**Aim of the task:**
Output all entries verbatim.

Data for processing below:

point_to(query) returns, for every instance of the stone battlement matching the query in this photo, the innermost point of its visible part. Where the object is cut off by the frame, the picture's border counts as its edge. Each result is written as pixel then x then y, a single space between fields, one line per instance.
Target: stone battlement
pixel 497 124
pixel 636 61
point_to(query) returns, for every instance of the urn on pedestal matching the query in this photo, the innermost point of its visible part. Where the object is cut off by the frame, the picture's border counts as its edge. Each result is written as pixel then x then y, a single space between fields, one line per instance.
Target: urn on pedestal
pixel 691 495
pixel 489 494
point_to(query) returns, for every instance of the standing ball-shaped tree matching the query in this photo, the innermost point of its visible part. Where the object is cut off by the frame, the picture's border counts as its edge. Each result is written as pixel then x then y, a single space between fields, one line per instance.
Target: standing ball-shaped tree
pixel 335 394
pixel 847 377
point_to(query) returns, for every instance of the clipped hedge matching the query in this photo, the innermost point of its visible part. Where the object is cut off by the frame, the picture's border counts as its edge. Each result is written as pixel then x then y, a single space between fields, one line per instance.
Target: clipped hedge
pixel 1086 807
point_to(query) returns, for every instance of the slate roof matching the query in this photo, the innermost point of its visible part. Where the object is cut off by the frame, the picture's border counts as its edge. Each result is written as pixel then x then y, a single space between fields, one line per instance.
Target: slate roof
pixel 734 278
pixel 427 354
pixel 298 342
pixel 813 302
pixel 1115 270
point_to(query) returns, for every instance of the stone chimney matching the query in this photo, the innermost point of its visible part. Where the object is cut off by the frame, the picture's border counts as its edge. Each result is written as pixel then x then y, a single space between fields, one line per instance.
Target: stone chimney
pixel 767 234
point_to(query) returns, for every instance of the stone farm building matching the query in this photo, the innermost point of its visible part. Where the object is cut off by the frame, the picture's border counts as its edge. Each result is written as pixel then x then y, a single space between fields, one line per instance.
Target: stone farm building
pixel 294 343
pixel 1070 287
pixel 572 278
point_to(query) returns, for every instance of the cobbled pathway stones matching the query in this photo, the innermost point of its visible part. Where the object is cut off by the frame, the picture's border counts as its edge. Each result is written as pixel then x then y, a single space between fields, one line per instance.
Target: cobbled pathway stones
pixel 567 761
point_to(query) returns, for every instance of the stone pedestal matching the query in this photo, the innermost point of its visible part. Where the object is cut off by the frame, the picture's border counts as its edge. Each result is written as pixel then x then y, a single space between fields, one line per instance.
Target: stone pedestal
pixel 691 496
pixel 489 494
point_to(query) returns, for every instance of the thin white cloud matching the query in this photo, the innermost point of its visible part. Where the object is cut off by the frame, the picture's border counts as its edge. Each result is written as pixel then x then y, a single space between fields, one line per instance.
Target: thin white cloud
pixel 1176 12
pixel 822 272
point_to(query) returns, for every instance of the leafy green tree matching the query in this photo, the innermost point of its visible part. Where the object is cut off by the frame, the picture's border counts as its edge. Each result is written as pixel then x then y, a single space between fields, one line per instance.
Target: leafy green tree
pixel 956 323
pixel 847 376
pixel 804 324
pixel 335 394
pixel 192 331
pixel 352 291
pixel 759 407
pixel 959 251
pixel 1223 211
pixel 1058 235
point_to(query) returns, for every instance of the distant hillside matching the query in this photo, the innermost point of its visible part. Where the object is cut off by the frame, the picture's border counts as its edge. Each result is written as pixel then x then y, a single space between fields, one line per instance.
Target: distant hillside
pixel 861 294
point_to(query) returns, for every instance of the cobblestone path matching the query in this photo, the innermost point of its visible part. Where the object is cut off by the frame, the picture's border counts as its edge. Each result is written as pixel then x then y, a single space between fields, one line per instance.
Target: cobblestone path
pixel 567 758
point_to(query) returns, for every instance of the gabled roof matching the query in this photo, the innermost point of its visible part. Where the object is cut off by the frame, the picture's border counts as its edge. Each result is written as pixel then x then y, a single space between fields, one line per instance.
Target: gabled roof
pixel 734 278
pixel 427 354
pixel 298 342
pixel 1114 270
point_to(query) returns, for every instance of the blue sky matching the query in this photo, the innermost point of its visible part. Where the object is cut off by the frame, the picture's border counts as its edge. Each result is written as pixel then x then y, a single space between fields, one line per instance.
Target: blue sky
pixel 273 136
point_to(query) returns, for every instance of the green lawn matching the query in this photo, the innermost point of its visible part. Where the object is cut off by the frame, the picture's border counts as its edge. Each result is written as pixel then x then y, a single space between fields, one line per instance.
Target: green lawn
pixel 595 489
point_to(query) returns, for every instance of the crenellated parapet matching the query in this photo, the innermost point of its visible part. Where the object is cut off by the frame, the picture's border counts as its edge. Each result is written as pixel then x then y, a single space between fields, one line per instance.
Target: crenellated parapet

End of Data for processing.

**Solution below:**
point_to(query) returns, for every instance of the stone battlement matching the query in this photo, the innermost point of its visible part. Where the object is cut off by the frame, the picture's border counts as its edge. Each result is written as pixel then x then y, a single space between fields, one line per instance.
Target: stone battlement
pixel 497 124
pixel 636 61
point_to(query) returns, for every instance of the urn on pedestal matching the query in this photo, the innermost point of its visible part. Where the object is cut off by the frame, the picture's border counts as its edge. Each result is written as pixel then x then y, a single space between fields, one line per instance.
Target: urn on pedestal
pixel 691 495
pixel 489 494
point_to(query) returns, for every instance of the standing ball-shaped tree matching the query in this photo, the innermost point of its visible part. Where the object is cut off by the frame, the picture's border counts as its edge. Each result is written as pixel then x then y, a single space between fields, one line per instance.
Target: standing ball-shaped tree
pixel 335 394
pixel 847 377
point_to(query) returns, for every instance of the clipped hedge matching the query in this photo, the innermost point of its visible part. Where the object is cut off by the frame, the picture's border counts as its edge. Each result is written as pixel then x then y, a single space between fields, one line per instance.
Target: clipped hedge
pixel 1086 807
point_to(query) returns, for every instance of the slate roof matching the query in this photo, the innermost point of its visible part. Where the object is cut off by the frame, the picture's border counts as its edge. Each result is written as pixel then x then y, a single space between fields, one line per instance.
Target: slate roof
pixel 734 278
pixel 427 354
pixel 298 342
pixel 813 302
pixel 1115 270
point_to(query) returns, for every instance of the stone chimney matching the query in this photo, the innermost point of its visible part. Where the object is cut off by the frame, the picture's border counts as its edge. Each result is written as pixel then x then y, a single space between fields, one line per instance.
Target: stone chimney
pixel 767 234
point_to(query) returns, for every instance of the stone farm building matching the query in this photo, the innermost point of its visible part. Where the object is cut off by the frame, the picture's border counts as its edge. Each result is written as pixel then x then y, a single space between fields, one line per instance.
Target: stone farm building
pixel 294 343
pixel 1070 287
pixel 572 278
point_to(query) returns, for every instance of the cobbled pathway stones matching the query in this photo, the innermost point of its visible part. Where the object is cut off by the frame, the picture's border counts as its edge. Each result is written as pixel then x then y, a single space between fields, one line per instance.
Target: cobbled pathway stones
pixel 567 761
point_to(query) returns, for every instance of the stone pedestal matching the query in this photo, the innermost point of its visible part. Where the object is cut off by the frame, the picture's border counts as its edge. Each result is written as pixel then x then y, a single space between fields, one line per instance.
Target: stone pedestal
pixel 691 496
pixel 489 494
point_to(query) returns, for every instance of the thin white cloud matching the query in this photo, the innermost point of its visible part. Where the object is cut off by the frame, the picture's border counts as its edge. Each result is written as pixel then x then y, a single space between fields, one line per instance.
Target: thin white cloud
pixel 1176 12
pixel 822 272
point_to(query) returns, for every instance of the leafy green tree matching the query in this photo, the innermost point of its visible part. Where the object is cut off by the frame, the picture's border counts as its edge. Each result is written as pixel then x then y, a single space between fields, one line per instance.
Target: leafy green tree
pixel 956 323
pixel 847 376
pixel 804 324
pixel 335 394
pixel 192 331
pixel 352 291
pixel 759 407
pixel 959 251
pixel 1223 211
pixel 1058 235
point_to(query) returns, for every instance of the distant hillside matching the query in this photo, the innermost point of its visible part. Where the object is cut off by the frame, the picture's border counts as its edge. Each result is written as pixel then x then y, a single space between fields, one line per instance.
Target: distant hillside
pixel 861 294
point_to(query) returns, for every instance of the cobblestone path matching the query in this photo, the innermost point of its visible part. Where the object is cut off by the frame, the picture's border counts as its edge. Each result is written as pixel then x then y, a single space between fields, one line per instance.
Target: cobblestone path
pixel 567 758
point_to(query) returns, for every instance of the gabled roof matching the query in this photo, the innermost point of its visible part. Where the object is cut off by the frame, the picture's border counts as its edge. Each result is written as pixel then x then y, a single space between fields, one line per instance.
Target: gabled roof
pixel 734 278
pixel 427 354
pixel 298 342
pixel 1114 270
point_to(query) returns, for every instance of the blue sky matching the query in this photo, the innermost point of its visible part. Where the object is cut off by the frame, the picture's border counts as its edge. Each result is written as pixel then x then y, a single space between fields, one line per instance.
Target: blue sky
pixel 273 136
point_to(query) returns, for every instance of the green lawn matching the query in this photo, the innermost point of its visible part. Where the object is cut off by the frame, the picture's border counts as its edge. Each result is written as pixel then x then y, a single space between fields, one line per instance.
Target: green lawn
pixel 595 489
point_to(query) returns, for every instance of the crenellated parapet matching the query in this photo, the innermost point of its visible part. Where the object is cut off by the frame, the picture's border counts as its edge. Each result is written as pixel then x then y, a single space between fields, one line per instance.
Target: crenellated parapet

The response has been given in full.